What this task involves: Copy the data word for word, from the line containing "In this exercise you will mark the wooden" through the line containing "<point>1326,17</point>", both lines included.

Records supplied:
###

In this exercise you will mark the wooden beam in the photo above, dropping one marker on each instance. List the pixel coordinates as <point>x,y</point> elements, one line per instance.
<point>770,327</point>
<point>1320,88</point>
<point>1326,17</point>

###

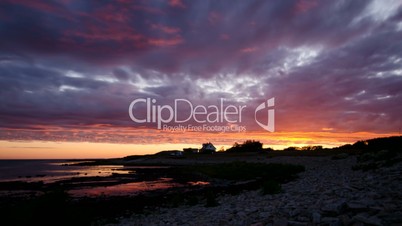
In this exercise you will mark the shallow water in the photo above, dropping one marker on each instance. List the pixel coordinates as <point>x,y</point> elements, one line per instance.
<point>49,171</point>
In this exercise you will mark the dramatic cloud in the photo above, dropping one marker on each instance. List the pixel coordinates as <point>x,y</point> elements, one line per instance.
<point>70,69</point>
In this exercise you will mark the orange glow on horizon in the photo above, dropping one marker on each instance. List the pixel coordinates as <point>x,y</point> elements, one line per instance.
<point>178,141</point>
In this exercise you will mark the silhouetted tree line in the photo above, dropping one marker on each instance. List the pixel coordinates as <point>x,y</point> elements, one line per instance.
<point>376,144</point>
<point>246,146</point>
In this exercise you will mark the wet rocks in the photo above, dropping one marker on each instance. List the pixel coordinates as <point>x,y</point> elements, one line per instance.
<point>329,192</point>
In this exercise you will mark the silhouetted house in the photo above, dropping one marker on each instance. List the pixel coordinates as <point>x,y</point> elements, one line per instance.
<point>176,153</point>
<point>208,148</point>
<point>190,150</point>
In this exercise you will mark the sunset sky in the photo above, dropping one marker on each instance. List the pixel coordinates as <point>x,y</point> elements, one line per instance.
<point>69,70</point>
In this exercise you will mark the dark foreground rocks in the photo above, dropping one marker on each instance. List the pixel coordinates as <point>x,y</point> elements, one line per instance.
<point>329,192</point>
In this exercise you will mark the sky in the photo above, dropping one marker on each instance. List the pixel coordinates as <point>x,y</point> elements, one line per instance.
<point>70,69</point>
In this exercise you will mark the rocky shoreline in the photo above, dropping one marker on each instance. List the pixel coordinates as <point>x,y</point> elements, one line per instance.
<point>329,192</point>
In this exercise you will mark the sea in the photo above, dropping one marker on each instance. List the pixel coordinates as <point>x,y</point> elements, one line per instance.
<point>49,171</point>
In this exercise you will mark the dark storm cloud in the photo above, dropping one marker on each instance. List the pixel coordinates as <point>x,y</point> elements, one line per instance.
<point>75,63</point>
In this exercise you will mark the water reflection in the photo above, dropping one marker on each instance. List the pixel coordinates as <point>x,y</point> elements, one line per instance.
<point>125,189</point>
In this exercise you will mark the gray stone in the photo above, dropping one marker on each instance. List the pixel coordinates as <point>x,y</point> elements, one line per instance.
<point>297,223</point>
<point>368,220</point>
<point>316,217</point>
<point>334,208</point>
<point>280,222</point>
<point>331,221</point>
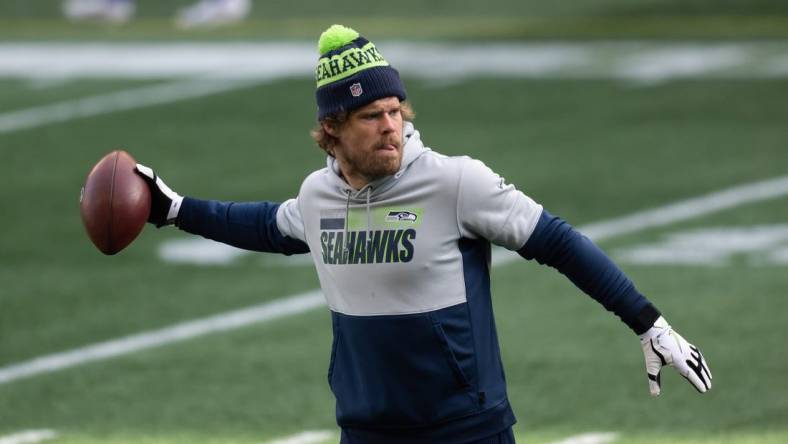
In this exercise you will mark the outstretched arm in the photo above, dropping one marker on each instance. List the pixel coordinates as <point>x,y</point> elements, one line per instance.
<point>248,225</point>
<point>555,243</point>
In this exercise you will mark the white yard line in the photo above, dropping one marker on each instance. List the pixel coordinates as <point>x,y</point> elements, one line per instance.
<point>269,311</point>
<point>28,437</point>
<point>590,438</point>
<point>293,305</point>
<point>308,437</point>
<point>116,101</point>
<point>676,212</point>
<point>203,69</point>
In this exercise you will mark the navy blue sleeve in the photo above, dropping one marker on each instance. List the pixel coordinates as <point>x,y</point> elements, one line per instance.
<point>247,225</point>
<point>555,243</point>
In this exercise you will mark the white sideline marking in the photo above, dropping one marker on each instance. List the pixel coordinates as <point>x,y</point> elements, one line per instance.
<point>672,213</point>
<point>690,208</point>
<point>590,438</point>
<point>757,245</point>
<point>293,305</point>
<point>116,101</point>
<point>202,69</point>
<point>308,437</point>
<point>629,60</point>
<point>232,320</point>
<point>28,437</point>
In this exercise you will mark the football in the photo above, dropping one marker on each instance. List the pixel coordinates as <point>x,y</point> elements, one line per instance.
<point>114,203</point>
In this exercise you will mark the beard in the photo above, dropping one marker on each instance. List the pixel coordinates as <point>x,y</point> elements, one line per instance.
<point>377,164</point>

###

Exercise solution:
In this exercise you will mark the wooden beam in the photo above, dropping one marker on each instance. List the pixel coordinates as <point>x,y</point> elements, one line per instance.
<point>770,327</point>
<point>1320,88</point>
<point>1326,17</point>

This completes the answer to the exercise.